§ DOCUMENT
Re: [ceph-users] capacity planing with SSD Cache Pool Tiering

2015-05-06 Thread Götz Reinicke - IT Koordinator
Thanks Marc  Nick, that makes things much more clear!

/Götz

Am 05.05.15 um 11:36 schrieb Nick Fisk:
 Just to add, the caching promote/demotes whole objects, so if you have
 lots of small random IO’s you will need a lot more cache than compared
 to the actual amount of hot data. Reducing the RBD object size can help
 with this, but YMMV
 
  
 
 Also don’t try and compare Ceph Tiering to a generic cache. With a
 generic cache you tend to get a benefit even when the cache is too
 small, however due to the way Ceph promote/demotes, cache misses are
 very expensive and I have found that unless the bulk of you’re working
 set fits in the cache tier, then performance can actually be worse than
 without the cache.

Collected data entries
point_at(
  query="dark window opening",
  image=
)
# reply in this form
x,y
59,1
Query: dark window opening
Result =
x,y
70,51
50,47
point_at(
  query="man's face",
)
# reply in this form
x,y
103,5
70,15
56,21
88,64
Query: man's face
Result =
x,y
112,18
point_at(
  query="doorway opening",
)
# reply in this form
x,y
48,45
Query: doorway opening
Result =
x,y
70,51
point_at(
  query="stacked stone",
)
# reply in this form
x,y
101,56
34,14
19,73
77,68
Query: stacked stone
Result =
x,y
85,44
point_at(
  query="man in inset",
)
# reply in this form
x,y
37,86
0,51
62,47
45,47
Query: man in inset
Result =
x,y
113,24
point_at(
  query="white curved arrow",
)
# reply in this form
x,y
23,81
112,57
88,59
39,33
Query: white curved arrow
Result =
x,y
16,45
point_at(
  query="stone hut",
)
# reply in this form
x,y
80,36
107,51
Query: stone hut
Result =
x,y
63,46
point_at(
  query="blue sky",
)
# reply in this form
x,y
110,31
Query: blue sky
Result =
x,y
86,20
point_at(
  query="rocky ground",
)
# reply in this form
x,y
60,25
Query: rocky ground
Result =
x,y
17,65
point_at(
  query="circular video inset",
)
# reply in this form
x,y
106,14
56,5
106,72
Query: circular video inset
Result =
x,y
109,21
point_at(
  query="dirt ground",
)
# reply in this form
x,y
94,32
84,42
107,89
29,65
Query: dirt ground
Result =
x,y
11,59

---

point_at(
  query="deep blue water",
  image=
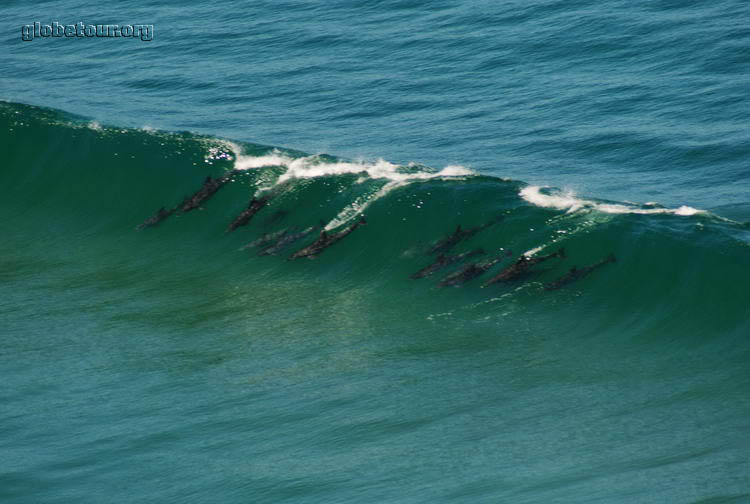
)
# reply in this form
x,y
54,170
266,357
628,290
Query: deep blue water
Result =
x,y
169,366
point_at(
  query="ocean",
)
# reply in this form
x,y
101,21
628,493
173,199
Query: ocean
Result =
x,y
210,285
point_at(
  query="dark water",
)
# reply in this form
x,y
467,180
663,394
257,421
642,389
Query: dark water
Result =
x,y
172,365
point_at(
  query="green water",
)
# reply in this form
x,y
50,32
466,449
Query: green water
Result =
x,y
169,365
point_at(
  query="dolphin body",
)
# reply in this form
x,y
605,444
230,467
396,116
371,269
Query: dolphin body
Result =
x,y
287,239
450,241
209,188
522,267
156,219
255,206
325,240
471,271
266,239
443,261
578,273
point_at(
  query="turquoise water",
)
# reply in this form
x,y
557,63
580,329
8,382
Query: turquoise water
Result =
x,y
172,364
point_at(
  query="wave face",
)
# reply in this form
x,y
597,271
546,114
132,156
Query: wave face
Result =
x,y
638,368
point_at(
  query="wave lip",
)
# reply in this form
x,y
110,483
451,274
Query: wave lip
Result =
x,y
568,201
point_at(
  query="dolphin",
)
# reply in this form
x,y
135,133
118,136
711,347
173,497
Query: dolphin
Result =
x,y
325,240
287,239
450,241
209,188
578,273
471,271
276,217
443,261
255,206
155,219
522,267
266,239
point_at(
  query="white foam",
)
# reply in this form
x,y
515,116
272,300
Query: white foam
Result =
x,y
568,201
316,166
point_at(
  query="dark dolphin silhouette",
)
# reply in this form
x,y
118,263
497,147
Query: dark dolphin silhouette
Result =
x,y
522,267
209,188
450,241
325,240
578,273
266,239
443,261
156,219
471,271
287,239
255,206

§ WRITTEN EXERCISE 1
Answer these questions from the mailing-list post.
(a) On what date was the post written?
(b) According to Nick Fisk, what does the caching promote and demote?
(c) What does Nick Fisk call very expensive because of the way Ceph promotes and demotes?
§ WRITTEN EXERCISE 2
Decide whether each statement agrees with the mailing-list post, and quote the words that settle it.
(a) A generic cache tends to give a benefit even when the cache is too small.
(b) When the working set does not fit in the cache tier, performance is always the same as without the cache.
(c) Reducing the RBD object size is said to possibly help with lots of small random IOs.
§ WRITTEN EXERCISE 3
Copy the mailing-list post from "Also don’t try" to "without the cache.", renaming "generic cache" as "conventional cache" wherever it occurs.
Rely on the mailing-list post alone for your answers.

§ EXPECTED ANSWER 1
(a) 2015-05-06
(b) Whole objects
(c) Cache misses

§ EXPECTED ANSWER 2
(a) Yes: "With a generic cache you tend to get a benefit even when the cache is too small"
(b) No: "performance can actually be worse than without the cache"
(c) Yes: "Reducing the RBD object size can help with this, but YMMV"

§ EXPECTED ANSWER 3
Also don’t try and compare Ceph Tiering to a conventional cache. With a
 conventional cache you tend to get a benefit even when the cache is too
 small, however due to the way Ceph promote/demotes, cache misses are
 very expensive and I have found that unless the bulk of you’re working
 set fits in the cache tier, then performance can actually be worse than
 without the cache.